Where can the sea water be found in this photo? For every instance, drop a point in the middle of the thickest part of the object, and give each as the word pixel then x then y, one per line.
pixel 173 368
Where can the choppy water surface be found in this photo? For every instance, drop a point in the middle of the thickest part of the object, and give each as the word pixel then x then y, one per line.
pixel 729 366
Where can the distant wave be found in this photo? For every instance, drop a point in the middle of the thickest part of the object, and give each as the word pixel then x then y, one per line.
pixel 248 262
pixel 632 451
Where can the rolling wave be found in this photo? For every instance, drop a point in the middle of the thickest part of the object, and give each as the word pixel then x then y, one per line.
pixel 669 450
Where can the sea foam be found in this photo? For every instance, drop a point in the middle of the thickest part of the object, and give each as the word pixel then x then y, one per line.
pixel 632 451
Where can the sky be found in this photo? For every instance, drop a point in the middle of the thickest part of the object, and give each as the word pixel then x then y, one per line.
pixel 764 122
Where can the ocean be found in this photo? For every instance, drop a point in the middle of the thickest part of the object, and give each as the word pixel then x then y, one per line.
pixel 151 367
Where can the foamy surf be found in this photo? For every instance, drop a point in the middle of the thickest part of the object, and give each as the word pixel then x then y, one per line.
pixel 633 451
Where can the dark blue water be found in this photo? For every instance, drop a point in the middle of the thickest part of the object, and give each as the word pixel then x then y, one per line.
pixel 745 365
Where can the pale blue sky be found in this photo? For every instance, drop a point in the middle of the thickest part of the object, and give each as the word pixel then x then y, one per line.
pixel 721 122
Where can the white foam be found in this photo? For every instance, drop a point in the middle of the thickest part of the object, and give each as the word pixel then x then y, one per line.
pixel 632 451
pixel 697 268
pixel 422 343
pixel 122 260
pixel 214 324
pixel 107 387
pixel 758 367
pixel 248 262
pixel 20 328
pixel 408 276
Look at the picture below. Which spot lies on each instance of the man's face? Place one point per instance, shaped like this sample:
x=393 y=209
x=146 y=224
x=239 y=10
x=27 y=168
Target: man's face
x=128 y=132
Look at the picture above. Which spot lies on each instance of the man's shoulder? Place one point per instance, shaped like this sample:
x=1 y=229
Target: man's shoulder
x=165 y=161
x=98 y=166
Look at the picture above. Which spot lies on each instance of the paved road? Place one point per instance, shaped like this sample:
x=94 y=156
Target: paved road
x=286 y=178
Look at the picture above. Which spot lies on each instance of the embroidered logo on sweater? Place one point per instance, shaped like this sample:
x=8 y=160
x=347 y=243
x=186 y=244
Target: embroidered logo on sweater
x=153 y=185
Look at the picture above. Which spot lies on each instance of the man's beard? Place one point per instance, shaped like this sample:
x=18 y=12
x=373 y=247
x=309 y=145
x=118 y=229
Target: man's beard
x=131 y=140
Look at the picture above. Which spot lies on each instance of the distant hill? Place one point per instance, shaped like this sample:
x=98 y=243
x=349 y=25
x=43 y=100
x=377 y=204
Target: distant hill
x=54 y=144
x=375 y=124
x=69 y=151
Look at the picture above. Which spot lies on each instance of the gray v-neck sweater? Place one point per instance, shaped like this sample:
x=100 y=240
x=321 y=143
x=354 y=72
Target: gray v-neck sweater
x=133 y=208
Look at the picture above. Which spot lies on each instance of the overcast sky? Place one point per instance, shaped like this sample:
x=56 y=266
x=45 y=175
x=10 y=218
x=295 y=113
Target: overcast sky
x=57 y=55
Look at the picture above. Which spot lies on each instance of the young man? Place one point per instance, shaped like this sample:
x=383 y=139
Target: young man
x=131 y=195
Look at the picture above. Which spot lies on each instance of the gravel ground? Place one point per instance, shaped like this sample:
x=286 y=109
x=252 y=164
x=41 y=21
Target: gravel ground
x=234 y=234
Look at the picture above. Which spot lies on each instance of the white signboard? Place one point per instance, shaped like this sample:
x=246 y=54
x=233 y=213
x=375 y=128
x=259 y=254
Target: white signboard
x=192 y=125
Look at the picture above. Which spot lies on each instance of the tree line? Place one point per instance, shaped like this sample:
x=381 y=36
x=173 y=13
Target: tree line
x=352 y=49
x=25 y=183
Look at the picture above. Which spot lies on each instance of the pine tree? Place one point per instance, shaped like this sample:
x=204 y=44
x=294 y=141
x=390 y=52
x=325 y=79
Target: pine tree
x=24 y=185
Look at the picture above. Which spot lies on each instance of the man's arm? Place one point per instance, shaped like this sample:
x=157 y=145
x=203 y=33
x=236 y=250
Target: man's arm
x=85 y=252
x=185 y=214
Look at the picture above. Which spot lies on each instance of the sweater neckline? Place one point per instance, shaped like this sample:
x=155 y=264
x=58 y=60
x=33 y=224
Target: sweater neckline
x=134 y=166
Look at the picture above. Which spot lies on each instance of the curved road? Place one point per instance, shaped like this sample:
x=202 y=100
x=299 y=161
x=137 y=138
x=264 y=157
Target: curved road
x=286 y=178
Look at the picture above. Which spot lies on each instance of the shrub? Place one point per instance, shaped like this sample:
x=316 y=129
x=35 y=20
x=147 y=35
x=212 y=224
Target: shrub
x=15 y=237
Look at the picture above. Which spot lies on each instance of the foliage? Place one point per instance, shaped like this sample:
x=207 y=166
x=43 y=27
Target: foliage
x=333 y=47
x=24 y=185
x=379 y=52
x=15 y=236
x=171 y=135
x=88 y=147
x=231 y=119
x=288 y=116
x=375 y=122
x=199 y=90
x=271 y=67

» Goal of the exercise
Every entry that appears above should be duplicated exactly.

» Solution
Where can the sea water be found in this photo? For every instance, drop a point in the middle of the thickest part of the object, and give each as the word pixel then x then y, one per line.
pixel 173 368
Where can the choppy water surface be found in this photo? For every instance, drop a point in the middle of the thickest part of the object, and give each as the word pixel then x then y, one per line.
pixel 729 366
Where can the distant wave be found in this photo? For every instance, drop a point in the middle of the thickest part of the object, and give each as the word pixel then x then y, one per line.
pixel 248 262
pixel 632 451
Where can the rolling wave be found in this photo? For every instance, drop a point in the middle of the thickest part of the object, and give each as the word pixel then x then y, one per line.
pixel 669 450
Where can the sea foam be found in this photo? For every instance, drop a point in the middle of the thickest part of the object, and give each as the word pixel then x then y, one per line.
pixel 632 451
Where can the sky be found in this photo? For every instance, drop a point in the middle of the thickest part of the object, and give each as the word pixel then x then y, one per line.
pixel 764 122
Where can the ocean be found in this photo? For every instance, drop a point in the middle of the thickest part of the object, and give each as the word pixel then x then y, one per line.
pixel 151 367
Where can the foamy surf be found in this photo? For every instance, drop a point in the middle of the thickest part of the object, and give each as the word pixel then x then y, one per line.
pixel 633 451
Where can the dark blue water be found in this photo? For every instance, drop a point in the middle of the thickest part of the object, and give each as the word pixel then x then y, one per line.
pixel 745 365
Where can the pale blue sky be found in this photo? For every instance, drop a point in the middle of the thickest part of the object, and give each as the word pixel then x then y, one per line.
pixel 721 122
Where can the white foam be found in this photo? For every instance, drop a point in the middle of the thickest part of the object, and give each as the word pixel then x then y, one per line.
pixel 632 451
pixel 697 268
pixel 422 343
pixel 122 260
pixel 214 324
pixel 107 387
pixel 758 367
pixel 248 262
pixel 20 328
pixel 408 276
Look at the picture below. Which spot lies on each instance of the man's face? Place one point per instance, shaped like this sample:
x=393 y=209
x=146 y=224
x=239 y=10
x=27 y=168
Target: man's face
x=128 y=132
Look at the picture above. Which spot lies on each instance of the man's shoulder? Place one point per instance, shaped like this sample:
x=1 y=229
Target: man's shoulder
x=165 y=161
x=98 y=166
Look at the picture above. Which spot lies on each instance of the paved road? Place one point per instance, shaped like this sample:
x=94 y=156
Target: paved road
x=286 y=178
Look at the picture above. Which spot lies on each instance of the embroidered logo on sweater? Place one point per instance, shaped like this sample:
x=8 y=160
x=347 y=243
x=186 y=244
Target: embroidered logo on sweater
x=153 y=185
Look at the picture above. Which spot lies on each instance of the man's beard? Place one point per instance, shaped like this sample:
x=18 y=12
x=373 y=247
x=309 y=145
x=118 y=229
Target: man's beard
x=131 y=140
Look at the picture above. Which spot lies on each instance of the distant hill? Place one point per instance, shaped like this sample:
x=98 y=243
x=349 y=25
x=43 y=100
x=377 y=204
Target: distant hill
x=54 y=144
x=375 y=124
x=69 y=151
Look at the picture above. Which spot lies on each instance of the gray v-neck sweater? Place one point per instance, shaped like this sample:
x=100 y=240
x=321 y=143
x=354 y=72
Target: gray v-neck sweater
x=133 y=208
Look at the picture above. Which spot lies on each instance of the overcast sky? Place one point per instance, shaped like this sample:
x=56 y=266
x=45 y=175
x=10 y=218
x=295 y=113
Target: overcast sky
x=57 y=55
Look at the picture above. Which spot lies on each instance of the young man? Place one point per instance, shaped like this sample:
x=383 y=139
Target: young man
x=131 y=195
Look at the picture above. Which spot lies on each instance of the gravel ground? Place one point per instance, shaped like this sample:
x=286 y=109
x=252 y=164
x=41 y=21
Target: gravel ground
x=234 y=234
Look at the picture above. Which spot lies on each instance of the white signboard? Place one point per instance, shaped like this sample:
x=246 y=54
x=233 y=213
x=375 y=128
x=259 y=254
Target: white signboard
x=192 y=125
Look at the picture above. Which spot lies on each instance of the tree line? Place one point per instance, shaped like this sample:
x=381 y=36
x=173 y=13
Target: tree line
x=352 y=49
x=25 y=183
Look at the picture above. Which spot lies on each instance of the pine tree? Place one point per instance, shaped like this sample:
x=204 y=44
x=294 y=141
x=390 y=52
x=325 y=79
Target: pine tree
x=24 y=185
Look at the picture above. Which spot lies on each instance of the man's arm? Place one point per instance, shaped like this sample:
x=157 y=145
x=203 y=33
x=236 y=250
Target: man's arm
x=85 y=252
x=185 y=214
Look at the picture above. Which spot lies on each instance of the sweater neckline? Place one point per instance, shaped like this sample:
x=155 y=264
x=58 y=60
x=33 y=224
Target: sweater neckline
x=134 y=166
Look at the picture above. Which spot lies on each instance of the curved road? Place one point per instance, shaped like this sample:
x=202 y=100
x=299 y=161
x=137 y=138
x=264 y=157
Target: curved road
x=286 y=178
Look at the picture above. Which spot lies on each instance of the shrub? Place one point per instance, shaped like this sample:
x=316 y=129
x=35 y=20
x=147 y=35
x=212 y=224
Target: shrub
x=15 y=237
Look at the picture above. Which spot lies on each instance of the foliage? Place one point per instance, shaped like this sample:
x=207 y=166
x=43 y=27
Target: foliage
x=333 y=47
x=24 y=185
x=379 y=52
x=15 y=236
x=171 y=135
x=88 y=147
x=231 y=119
x=288 y=116
x=375 y=122
x=199 y=90
x=271 y=67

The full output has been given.